Okuma metni ▸
Sayfalar

18 Haziran 2025 Çarşamba

Aşksız Olmaz

Mürşid-i Azîzim Muzaffer Efendi Hazretleri Aşk Yolu Vuslat Tarîki isimli eserinde buyuruyorlar ki :

Ehl-i hakîkat, "Aşksız ibâdetden, aşk ile işlenen günah daha hayırlıdır" demişlerdir. Zîrâ aşksız ibâdetin sevâbı olmaz, belki boşuna yorgunluk olur. Aşk ile işlenen günahın ikâbı, azâbı vardır ama, zevki de vardır. Onun için, ne iş tutarsan tut, aşk ile tut! 

Süleyman Çelebi Hazretleri, o muhteşem ve muazzam eseri olan Mevlid-i Şerîfinde,

Bir kez Allah dese şevk ile lisân
Dökülür cümle günâh misl-i hazân

buyuruyor. Ne doğru, ne isâbetli bir kelâm! Aşksız ve şevksiz bin kerre Allah diyeceğine, aşk ve şevk ile bir kerre Allah deyiver, sana yeter. Bir kerre aşk ve şevk ile Allah diyerek cânâna erenler çok, hem de pek çokdur.

Ey hakîkat yolcusu!

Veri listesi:
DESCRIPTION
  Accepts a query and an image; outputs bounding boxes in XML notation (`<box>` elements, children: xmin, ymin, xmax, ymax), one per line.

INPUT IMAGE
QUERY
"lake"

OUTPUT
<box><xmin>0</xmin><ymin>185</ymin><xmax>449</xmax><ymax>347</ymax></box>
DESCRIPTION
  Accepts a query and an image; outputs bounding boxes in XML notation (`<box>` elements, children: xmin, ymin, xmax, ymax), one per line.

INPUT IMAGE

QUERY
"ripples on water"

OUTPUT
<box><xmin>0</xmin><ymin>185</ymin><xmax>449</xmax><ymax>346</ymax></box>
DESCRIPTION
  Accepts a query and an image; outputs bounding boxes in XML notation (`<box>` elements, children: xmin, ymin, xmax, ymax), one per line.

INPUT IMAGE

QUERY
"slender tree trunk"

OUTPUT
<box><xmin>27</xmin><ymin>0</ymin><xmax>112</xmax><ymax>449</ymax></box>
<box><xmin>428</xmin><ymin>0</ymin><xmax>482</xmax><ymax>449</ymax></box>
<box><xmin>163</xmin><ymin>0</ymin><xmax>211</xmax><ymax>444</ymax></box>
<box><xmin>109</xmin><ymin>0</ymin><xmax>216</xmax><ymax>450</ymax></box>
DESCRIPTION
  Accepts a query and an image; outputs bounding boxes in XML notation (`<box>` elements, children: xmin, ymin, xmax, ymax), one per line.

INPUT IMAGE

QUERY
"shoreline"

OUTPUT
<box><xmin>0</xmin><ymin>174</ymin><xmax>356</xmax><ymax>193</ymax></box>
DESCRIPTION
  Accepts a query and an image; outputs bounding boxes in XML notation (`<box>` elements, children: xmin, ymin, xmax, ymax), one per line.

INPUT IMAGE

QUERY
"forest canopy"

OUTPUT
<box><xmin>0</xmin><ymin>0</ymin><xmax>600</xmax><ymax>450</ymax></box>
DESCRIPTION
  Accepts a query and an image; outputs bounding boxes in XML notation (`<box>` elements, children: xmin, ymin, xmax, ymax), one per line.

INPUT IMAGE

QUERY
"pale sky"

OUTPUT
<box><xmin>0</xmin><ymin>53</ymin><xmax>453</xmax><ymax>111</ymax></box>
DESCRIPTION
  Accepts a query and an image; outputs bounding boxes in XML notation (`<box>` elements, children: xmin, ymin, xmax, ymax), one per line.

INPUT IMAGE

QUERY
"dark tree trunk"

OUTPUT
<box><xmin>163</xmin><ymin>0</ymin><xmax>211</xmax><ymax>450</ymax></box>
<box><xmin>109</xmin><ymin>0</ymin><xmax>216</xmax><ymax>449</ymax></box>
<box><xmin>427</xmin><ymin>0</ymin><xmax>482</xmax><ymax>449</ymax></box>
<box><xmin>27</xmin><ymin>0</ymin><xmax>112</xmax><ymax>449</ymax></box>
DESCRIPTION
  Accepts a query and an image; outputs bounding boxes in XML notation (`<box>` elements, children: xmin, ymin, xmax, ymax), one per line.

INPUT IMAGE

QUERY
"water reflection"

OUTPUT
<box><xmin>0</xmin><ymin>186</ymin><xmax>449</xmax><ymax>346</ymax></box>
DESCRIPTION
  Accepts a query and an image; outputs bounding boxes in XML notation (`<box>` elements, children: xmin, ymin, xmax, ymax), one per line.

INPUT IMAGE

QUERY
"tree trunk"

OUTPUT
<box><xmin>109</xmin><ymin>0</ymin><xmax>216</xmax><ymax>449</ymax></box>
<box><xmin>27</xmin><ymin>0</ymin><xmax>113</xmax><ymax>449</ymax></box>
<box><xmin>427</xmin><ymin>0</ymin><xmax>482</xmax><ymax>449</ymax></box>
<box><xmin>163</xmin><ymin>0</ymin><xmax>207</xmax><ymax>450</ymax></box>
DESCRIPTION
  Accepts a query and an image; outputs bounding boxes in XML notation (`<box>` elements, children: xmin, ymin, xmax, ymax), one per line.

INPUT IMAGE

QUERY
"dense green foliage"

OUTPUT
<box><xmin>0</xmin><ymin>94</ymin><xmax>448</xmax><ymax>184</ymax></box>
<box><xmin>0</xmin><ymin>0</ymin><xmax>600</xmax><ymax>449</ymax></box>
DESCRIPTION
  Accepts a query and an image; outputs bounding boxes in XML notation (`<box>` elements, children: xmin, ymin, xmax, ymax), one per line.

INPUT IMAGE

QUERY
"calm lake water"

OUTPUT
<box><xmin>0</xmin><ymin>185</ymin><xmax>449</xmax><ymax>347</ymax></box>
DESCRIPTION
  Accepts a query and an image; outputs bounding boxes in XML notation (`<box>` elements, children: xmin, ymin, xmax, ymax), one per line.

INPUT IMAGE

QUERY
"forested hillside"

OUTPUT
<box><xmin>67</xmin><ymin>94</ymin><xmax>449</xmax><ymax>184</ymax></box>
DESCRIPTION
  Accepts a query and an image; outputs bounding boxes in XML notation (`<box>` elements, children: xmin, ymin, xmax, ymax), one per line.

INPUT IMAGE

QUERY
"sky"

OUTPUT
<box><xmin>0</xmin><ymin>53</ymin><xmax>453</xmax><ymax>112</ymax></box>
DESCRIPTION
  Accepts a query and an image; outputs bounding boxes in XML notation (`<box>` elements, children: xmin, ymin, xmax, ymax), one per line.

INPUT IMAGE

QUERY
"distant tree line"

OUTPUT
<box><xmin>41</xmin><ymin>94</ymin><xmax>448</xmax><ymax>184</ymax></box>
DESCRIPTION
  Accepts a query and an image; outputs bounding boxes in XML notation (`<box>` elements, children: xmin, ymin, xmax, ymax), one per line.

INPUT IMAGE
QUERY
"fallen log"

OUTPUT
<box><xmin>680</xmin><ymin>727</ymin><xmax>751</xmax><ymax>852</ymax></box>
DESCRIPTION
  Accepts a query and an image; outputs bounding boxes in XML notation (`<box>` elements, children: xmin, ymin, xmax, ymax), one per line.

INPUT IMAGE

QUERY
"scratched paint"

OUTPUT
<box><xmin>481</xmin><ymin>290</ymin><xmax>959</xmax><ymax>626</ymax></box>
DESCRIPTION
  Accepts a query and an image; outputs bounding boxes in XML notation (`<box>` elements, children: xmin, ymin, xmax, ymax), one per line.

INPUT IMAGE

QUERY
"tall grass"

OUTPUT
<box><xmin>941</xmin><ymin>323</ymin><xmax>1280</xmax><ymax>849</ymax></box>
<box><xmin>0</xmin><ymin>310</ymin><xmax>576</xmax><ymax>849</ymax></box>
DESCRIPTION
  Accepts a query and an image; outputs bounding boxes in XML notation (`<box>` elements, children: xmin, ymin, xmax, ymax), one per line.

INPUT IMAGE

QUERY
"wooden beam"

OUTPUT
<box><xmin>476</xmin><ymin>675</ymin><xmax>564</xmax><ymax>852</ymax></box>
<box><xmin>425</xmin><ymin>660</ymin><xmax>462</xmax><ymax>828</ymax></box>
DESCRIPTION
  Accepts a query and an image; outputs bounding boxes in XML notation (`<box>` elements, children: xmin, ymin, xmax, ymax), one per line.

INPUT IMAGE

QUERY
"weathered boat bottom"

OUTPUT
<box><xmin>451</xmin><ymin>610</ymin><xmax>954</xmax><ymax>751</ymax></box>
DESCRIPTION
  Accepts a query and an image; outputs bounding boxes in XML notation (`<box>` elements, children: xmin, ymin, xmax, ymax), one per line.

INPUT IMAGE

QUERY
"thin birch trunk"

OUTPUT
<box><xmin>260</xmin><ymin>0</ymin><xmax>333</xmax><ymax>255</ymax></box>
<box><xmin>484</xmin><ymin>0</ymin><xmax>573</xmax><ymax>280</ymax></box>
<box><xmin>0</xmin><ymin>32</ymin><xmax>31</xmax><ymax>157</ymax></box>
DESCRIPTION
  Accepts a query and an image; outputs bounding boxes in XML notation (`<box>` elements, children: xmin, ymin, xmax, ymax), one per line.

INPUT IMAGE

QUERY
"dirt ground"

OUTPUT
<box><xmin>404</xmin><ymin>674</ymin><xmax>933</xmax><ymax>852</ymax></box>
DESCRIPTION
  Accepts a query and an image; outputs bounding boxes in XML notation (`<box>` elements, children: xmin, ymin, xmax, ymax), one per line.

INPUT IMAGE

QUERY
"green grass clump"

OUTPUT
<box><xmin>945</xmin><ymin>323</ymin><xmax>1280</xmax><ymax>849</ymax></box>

Görevler ▸
A. Aşk üzerine yazılmış metinden "buyuruyor. Ne doğru, ne" ifadesinden "hem de pek çokdur." ifadesine kadar olan kısmı harfi harfine kopyalayın.
B. Aşkın önemini anlatan metni son cümlesinden sonra sürdürün.

Cevaplar ▸
A.
buyuruyor. Ne doğru, ne isâbetli bir kelâm! Aşksız ve şevksiz bin kerre Allah diyeceğine, aşk ve şevk ile bir kerre Allah deyiver, sana yeter. Bir kerre aşk ve şevk ile Allah diyerek cânâna erenler çok, hem de pek çokdur.

B.
Dervîşi dervîş yapan, üç harf ile beş noktadır. Arap harfleri ile AŞK kelimesi AYIN-ŞİN-KAF ile yazılır. ŞİN harfinde üç ve KAF harfinde iki nokta vardır. Dervîşi dervîş yapan, üç harf ile beş nokta SULTÂN-I AŞK'dır. Aşksız dervîş olmaz. Olsa da o kimse dervîş sayılmaz. Evet, dervîşin sermâyesi aşkdır, ilmi aşkdır, görgüsü aşkdır, bineği aşkdır, arzu ve istekleri de aşkdır. 

"يُحِبُّهُمْ وَيُحِبُّونَهُٓ yuhibbuhüm ve yuhibbûneh" şarâbından içmeyenler, canlarından ve başlarından geçmeyenler, baş açık ve yalın ayak aşk yolunu seçmeyenler, dervîş olamazlar. Dervîşin cânı aşkdır, cânânı aşkdır, bizzât kendisi aşkdır vesselâm.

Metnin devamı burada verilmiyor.